* Texto del documento
********************

El cese del
conflicto, que no es precisamente la paz, obliga a reconocer las consecuencias
de la violencia. Nunca la violencia es aséptica, genera victimas y constituye
victimarios. La paz se construye -entre otros varios elementos- asumiendo la
totalidad de las consecuencias y responsabilidades que produjo el conflicto, ya
que se trata de un hecho presente y no
un acontecimiento desligado de la acción de la generación presente. Cuando la
Carta de la Paz afirma, con toda la razón, que no somos responsables de lo
acontecido en el pasado, y específicamente con el pasado que no involucra a los
actores existentes, invita a una reconciliación con los hechos ocurridos, sin
negar los agravios, pero no convirtiéndolos en armas presentes contra hombre y
mujeres ajenos a dichos hechos. Pero cuando el conflicto es actual y se busca
la paz, no es posible negar el dolor de las víctimas y sus familiares, y la
responsabilidad de quienes ejercieron la violencia contra sus prójimos, sin
importar motivos políticos, sociales o ideológicos.
La guerra -llamémosla
por su nombre- no es un hecho adjunto a otros de una posible cotidianidad
regular, de una moralidad humanamente aceptable. Levinas lo afirma con lucidez
al indicar que “El estado de guerra suspende la moral; despoja a las
instituciones y obligaciones eternas de su eternidad y, por ·lo tanto, anula,
en lo provisorio, los imperativos incondicionales. Proyecta su sombra por
anticipado sobre los actos de los hombres. La guerra no se sitúa solamente como
la más grande entre las pruebas que vive la moral. La convierte en irrisoria”.
Por tanto, terminar con la guerra, en sí mismo, sin pretender construir la paz,
ya es un hecho titánico, no sólo en las crónicas de un pueblo, si no en la
substancialidad misma de los individuos y su ser social. Pero la paz demanda
mucho más que el cese de los disparos. La guerra, tal como indiqué al inicio,
constituye a unos en víctimas y otros en victimarios, los cuales en tanto
cuales, siguen referidos al hecho de la violencia y ameritan ser redimidos de
esa condición, si aspiramos a la paz.

********************

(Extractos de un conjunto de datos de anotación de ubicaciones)
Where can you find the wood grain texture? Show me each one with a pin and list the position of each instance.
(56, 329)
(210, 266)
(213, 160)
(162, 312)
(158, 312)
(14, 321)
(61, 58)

********************

* Enunciado
Indica si cada afirmación coincide con el texto sobre la paz y la violencia; responde sí o no y cita literalmente las palabras que lo deciden. 1. El cese del conflicto equivale a la paz. 2. Según la cita de Levinas, el estado de guerra suspende la moral. 3. La paz requiere solamente el cese de los disparos. Responde usando únicamente el texto sobre la paz y la violencia.

* Resultado
1. No: "que no es precisamente la paz".
2. Sí: "El estado de guerra suspende la moral".
3. No: "la paz demanda mucho más que el cese de los disparos".